» Source data:
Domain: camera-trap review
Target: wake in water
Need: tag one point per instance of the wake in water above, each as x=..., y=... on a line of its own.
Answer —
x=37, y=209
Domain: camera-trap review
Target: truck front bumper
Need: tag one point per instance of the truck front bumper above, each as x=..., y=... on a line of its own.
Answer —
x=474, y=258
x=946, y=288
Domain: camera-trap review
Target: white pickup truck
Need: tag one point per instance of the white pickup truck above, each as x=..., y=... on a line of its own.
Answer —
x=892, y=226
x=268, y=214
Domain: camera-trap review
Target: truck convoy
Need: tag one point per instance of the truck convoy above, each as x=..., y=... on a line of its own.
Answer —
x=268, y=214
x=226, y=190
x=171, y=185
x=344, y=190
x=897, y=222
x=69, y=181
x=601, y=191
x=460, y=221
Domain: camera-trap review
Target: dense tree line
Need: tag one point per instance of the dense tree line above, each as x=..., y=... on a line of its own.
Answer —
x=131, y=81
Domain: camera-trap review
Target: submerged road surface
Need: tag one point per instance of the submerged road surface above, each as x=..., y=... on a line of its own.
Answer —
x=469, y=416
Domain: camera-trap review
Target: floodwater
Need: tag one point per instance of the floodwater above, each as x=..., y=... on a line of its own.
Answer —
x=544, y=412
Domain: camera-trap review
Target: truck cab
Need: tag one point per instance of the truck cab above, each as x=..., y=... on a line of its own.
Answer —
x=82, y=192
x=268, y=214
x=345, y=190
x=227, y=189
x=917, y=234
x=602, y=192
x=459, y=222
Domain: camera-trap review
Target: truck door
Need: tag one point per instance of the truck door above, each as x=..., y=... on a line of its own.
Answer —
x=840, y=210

» Problem details: Give every entry back unchanged. Leave none out.

» Your response:
Domain: camera-trap review
Target: wake in water
Need: tag one point per instance of the wake in water above, each as x=..., y=... on a line of its own.
Answer —
x=37, y=209
Domain: camera-trap review
Target: truck front bumper
Need: tag one point per instance of the truck front bumper above, each as x=..., y=... on a line of its own.
Answer —
x=474, y=258
x=946, y=288
Domain: camera-trap review
Target: white pickup truck
Need: tag one point per instance of the white pickup truck above, each as x=..., y=... on a line of its own.
Answer —
x=892, y=226
x=268, y=214
Domain: camera-trap review
Target: truck convoy
Need: tag one point per instance of the truck convoy above, each as x=..., y=... on a line of its own.
Answer —
x=268, y=214
x=226, y=190
x=171, y=185
x=344, y=190
x=897, y=222
x=69, y=181
x=601, y=191
x=460, y=221
Domain: camera-trap review
Target: dense tree line
Need: tag one point per instance of the dense tree line above, each as x=..., y=... on a line of its own.
Answer —
x=131, y=81
Domain: camera-trap review
Target: submerged road surface
Need: tag one point per instance of the submerged road surface above, each as x=..., y=... on a line of its own.
Answer —
x=469, y=416
Domain: camera-trap review
Target: floodwater
Need: tag one point per instance of the floodwater above, each as x=..., y=... on a line of its own.
Answer —
x=544, y=412
Domain: camera-trap review
Target: truck cab
Need: tag one point per instance of the truck cab above, each as x=..., y=... on a line of its own.
Answer —
x=82, y=192
x=268, y=214
x=345, y=190
x=227, y=189
x=917, y=234
x=602, y=192
x=459, y=222
Domain: camera-trap review
Target: truck door
Need: tag one point per instance of the truck door above, each as x=..., y=... on a line of its own.
Answer —
x=840, y=210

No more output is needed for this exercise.